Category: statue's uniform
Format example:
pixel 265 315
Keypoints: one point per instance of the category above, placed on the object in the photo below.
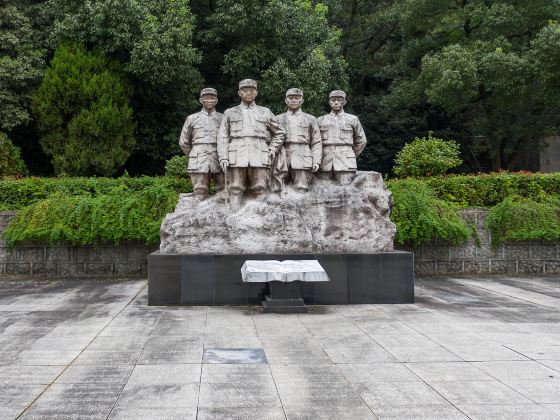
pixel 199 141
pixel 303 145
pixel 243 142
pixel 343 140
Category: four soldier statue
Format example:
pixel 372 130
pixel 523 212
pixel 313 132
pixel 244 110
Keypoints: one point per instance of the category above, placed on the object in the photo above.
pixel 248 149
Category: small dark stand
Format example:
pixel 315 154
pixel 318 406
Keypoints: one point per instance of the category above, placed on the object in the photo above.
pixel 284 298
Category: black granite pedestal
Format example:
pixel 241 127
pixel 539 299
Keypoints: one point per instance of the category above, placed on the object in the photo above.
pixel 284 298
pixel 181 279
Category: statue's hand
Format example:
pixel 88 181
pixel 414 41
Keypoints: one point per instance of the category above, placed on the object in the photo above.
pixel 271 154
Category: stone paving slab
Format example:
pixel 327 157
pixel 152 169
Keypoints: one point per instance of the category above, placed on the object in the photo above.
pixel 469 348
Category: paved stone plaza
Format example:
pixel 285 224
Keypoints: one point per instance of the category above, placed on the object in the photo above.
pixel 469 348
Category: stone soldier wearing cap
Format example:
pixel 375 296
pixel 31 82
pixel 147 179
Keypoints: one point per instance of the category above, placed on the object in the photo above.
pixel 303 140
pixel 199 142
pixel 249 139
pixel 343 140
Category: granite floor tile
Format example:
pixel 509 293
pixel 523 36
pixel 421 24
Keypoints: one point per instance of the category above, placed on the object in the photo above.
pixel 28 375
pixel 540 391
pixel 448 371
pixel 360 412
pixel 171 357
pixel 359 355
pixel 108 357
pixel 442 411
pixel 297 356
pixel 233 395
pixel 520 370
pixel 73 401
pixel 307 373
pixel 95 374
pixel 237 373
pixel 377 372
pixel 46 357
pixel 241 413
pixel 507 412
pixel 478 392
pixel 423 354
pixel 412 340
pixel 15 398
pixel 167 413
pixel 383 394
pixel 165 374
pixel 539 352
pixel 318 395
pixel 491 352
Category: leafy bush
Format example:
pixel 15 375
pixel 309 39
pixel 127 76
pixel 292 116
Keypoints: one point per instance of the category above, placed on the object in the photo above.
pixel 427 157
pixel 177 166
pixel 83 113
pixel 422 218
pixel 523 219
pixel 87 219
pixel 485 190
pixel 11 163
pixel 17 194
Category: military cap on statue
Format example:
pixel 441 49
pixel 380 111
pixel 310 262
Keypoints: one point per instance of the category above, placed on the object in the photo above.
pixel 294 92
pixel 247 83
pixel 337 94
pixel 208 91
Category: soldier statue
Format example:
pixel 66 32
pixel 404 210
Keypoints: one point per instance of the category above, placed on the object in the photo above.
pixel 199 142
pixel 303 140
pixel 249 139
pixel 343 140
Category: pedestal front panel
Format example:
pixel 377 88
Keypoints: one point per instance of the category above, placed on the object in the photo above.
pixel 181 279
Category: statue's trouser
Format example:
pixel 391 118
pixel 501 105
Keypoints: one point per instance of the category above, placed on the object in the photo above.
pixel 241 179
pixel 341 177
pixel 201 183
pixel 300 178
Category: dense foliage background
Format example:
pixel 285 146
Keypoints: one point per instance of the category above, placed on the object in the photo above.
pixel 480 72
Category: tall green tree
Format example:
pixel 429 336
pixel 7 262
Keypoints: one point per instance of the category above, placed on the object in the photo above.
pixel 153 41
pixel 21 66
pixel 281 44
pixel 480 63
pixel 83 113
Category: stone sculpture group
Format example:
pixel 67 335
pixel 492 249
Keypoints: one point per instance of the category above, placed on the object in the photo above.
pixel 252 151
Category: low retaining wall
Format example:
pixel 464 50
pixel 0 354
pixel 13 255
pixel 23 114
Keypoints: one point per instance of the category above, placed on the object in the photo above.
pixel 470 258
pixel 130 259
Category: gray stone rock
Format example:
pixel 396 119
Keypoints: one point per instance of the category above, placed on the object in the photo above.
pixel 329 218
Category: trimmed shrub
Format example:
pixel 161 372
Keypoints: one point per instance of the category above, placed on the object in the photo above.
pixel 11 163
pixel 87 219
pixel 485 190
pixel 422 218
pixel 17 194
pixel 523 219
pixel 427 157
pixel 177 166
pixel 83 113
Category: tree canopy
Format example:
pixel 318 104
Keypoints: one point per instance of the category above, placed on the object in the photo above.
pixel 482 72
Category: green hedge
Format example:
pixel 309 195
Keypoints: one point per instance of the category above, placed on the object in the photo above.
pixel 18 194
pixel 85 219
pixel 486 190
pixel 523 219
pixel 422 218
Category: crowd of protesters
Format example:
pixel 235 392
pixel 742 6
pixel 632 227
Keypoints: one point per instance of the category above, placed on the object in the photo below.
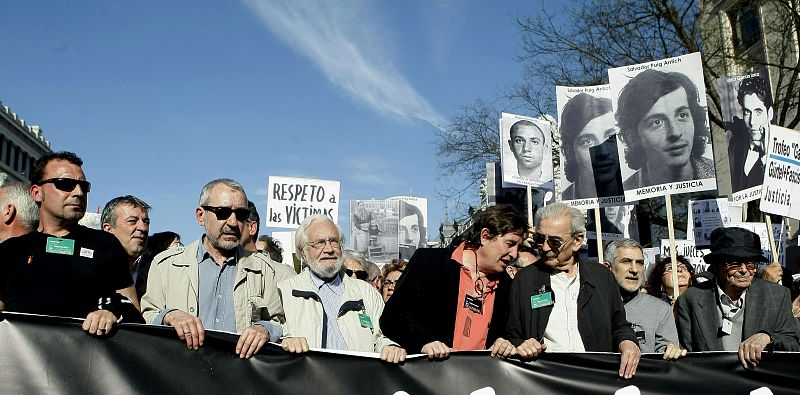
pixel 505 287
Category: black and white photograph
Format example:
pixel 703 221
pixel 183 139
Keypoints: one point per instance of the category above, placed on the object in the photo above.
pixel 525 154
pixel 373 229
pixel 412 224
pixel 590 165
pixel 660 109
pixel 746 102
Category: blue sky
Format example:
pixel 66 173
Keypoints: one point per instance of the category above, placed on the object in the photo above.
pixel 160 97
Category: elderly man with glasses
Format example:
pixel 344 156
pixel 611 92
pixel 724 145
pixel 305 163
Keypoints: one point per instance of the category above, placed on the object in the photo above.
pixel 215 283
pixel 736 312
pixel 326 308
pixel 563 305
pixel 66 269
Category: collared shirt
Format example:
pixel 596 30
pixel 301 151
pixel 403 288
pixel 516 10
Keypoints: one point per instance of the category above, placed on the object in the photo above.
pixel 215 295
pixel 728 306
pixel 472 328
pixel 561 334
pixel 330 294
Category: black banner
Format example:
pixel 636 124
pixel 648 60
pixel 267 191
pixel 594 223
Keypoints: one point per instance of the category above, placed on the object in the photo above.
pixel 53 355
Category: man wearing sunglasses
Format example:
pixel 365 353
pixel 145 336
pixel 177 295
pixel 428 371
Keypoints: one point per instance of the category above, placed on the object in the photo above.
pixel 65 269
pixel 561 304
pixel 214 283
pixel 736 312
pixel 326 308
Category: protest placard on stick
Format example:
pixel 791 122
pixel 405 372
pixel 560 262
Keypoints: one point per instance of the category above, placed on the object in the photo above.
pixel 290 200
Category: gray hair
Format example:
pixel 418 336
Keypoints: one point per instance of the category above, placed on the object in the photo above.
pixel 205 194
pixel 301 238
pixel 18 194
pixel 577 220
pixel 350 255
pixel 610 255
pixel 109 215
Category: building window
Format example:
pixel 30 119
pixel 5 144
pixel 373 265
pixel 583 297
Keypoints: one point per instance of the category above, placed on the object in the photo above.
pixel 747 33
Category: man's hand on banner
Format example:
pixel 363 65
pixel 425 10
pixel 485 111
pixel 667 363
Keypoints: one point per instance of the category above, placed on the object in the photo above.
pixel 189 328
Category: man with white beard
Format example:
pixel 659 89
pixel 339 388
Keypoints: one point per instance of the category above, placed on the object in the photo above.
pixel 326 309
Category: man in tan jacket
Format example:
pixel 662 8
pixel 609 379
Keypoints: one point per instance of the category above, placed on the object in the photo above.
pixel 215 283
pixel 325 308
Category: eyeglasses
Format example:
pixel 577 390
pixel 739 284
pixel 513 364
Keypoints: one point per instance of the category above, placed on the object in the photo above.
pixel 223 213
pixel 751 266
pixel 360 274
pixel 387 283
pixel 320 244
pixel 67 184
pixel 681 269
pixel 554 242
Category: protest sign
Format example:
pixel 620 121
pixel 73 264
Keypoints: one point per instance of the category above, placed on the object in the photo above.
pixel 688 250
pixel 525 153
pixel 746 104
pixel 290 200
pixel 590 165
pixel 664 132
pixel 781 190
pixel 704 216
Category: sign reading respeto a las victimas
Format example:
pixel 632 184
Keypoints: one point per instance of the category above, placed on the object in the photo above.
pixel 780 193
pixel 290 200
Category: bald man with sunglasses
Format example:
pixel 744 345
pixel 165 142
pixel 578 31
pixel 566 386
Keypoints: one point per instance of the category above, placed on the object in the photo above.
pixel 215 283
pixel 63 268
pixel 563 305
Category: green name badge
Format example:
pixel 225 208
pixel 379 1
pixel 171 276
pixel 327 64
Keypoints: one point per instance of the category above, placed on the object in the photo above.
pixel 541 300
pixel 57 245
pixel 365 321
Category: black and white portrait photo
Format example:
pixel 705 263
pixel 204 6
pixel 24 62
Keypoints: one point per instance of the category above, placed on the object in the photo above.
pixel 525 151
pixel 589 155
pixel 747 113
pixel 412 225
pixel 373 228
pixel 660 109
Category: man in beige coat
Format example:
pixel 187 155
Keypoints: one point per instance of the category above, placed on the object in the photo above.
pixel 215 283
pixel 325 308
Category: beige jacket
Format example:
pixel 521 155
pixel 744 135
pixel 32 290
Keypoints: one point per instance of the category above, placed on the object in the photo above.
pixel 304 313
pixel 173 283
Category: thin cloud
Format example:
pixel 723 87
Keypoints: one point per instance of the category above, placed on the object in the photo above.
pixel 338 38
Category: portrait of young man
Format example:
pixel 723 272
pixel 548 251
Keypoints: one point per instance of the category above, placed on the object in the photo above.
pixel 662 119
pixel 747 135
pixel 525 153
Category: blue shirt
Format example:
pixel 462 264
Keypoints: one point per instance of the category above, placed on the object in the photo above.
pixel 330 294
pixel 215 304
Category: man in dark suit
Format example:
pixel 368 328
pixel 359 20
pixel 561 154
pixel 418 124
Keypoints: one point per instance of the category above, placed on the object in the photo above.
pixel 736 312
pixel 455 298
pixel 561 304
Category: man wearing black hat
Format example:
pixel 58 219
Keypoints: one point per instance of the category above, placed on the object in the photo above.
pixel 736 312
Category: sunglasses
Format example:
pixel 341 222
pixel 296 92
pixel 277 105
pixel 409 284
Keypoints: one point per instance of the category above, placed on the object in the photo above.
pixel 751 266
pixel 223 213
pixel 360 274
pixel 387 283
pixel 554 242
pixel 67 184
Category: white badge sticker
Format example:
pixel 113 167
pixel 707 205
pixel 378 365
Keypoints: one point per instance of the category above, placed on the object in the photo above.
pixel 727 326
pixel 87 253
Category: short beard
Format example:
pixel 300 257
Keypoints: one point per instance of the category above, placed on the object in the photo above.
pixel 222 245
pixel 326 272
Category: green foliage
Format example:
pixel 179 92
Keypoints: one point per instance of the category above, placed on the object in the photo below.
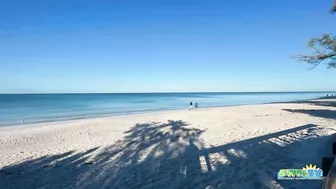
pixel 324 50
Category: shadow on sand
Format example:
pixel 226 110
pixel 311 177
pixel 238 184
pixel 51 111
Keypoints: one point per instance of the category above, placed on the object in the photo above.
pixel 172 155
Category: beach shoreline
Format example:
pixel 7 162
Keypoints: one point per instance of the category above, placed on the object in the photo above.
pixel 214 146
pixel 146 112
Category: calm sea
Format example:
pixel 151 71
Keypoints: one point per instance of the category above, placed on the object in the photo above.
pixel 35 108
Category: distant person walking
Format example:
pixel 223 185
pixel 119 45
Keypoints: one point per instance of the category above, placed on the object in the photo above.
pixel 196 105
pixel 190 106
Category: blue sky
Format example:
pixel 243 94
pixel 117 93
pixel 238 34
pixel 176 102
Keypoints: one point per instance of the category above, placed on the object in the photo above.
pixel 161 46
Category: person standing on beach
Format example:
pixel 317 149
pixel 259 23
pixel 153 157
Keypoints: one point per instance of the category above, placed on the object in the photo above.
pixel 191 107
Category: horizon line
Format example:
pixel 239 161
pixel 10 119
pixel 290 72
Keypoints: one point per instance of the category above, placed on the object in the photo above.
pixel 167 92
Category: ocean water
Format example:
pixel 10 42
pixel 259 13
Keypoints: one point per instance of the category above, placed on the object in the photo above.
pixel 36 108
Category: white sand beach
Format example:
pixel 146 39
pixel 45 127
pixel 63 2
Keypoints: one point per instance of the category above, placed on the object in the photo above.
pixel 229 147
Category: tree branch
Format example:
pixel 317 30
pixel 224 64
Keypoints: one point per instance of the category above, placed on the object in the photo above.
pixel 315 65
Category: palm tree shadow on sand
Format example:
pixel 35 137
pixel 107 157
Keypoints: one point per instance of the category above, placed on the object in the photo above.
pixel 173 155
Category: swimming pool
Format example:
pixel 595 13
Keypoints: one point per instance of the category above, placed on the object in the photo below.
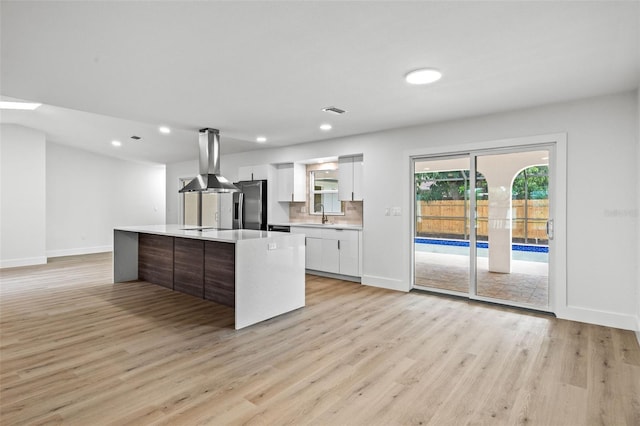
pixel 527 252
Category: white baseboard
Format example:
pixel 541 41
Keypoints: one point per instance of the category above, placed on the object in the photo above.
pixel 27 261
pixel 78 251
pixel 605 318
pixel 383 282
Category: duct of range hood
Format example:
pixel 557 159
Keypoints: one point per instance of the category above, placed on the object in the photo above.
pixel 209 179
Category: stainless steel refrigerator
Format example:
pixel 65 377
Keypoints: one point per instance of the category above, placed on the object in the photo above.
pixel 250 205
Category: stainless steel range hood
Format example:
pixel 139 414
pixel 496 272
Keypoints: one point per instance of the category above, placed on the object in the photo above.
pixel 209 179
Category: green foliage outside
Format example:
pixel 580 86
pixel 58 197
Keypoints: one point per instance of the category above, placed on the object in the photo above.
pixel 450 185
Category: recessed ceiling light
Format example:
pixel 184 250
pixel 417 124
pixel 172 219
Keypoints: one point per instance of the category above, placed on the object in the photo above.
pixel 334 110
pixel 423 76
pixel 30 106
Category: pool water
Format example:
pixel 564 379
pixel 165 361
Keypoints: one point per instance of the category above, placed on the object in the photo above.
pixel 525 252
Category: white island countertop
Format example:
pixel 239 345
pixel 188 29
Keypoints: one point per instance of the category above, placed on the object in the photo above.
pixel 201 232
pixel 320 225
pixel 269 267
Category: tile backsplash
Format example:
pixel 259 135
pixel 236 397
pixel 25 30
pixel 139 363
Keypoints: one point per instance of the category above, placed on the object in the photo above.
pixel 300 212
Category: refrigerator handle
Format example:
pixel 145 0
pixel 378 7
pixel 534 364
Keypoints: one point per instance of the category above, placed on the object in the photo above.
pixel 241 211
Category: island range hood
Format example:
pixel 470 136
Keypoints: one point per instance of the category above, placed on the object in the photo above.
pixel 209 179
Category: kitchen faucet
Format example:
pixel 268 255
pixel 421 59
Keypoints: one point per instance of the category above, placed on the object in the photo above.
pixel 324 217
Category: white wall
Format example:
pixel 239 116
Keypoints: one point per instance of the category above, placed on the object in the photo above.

------

-- Task prompt --
Give back the lines of the listing from the one with "Category: recessed ceiling light" through the end, both included, exactly as written and with nothing added.

-- Written solution --
Category: recessed ceiling light
Format example:
pixel 184 250
pixel 417 124
pixel 172 219
Keypoints: one point per instance of the category above, placed on the object in the photo above.
pixel 334 110
pixel 423 76
pixel 30 106
Category: pool water
Format example:
pixel 564 379
pixel 165 361
Keypoints: one point per instance of the category above, placed on the object in the photo above.
pixel 525 252
Category: white island countertop
Format example:
pixel 239 345
pixel 188 29
Keypoints: one point per instance of the category above, placed on the object in the photo above.
pixel 201 232
pixel 320 225
pixel 269 267
Category: tile backsplash
Format example:
pixel 259 135
pixel 236 397
pixel 25 30
pixel 139 363
Keypoints: one point per instance of the category above, placed on the object in the photo above.
pixel 300 212
Category: refrigerator handle
Format example:
pixel 145 0
pixel 378 7
pixel 534 364
Keypoints: one point per instance of the category above, placed on the object in the photo above.
pixel 241 211
Category: island range hood
Format example:
pixel 470 136
Keypoints: one point per instance of the category above, placed on the object in the photo above.
pixel 209 179
Category: kitchen faucet
Format example:
pixel 268 255
pixel 421 59
Keypoints: one point per instance of the category above, placed on the object in the photo above.
pixel 324 217
Category: white wall
Format example:
pixel 239 116
Keypoints: one point per instance of the category above, placed on the object in the photo above.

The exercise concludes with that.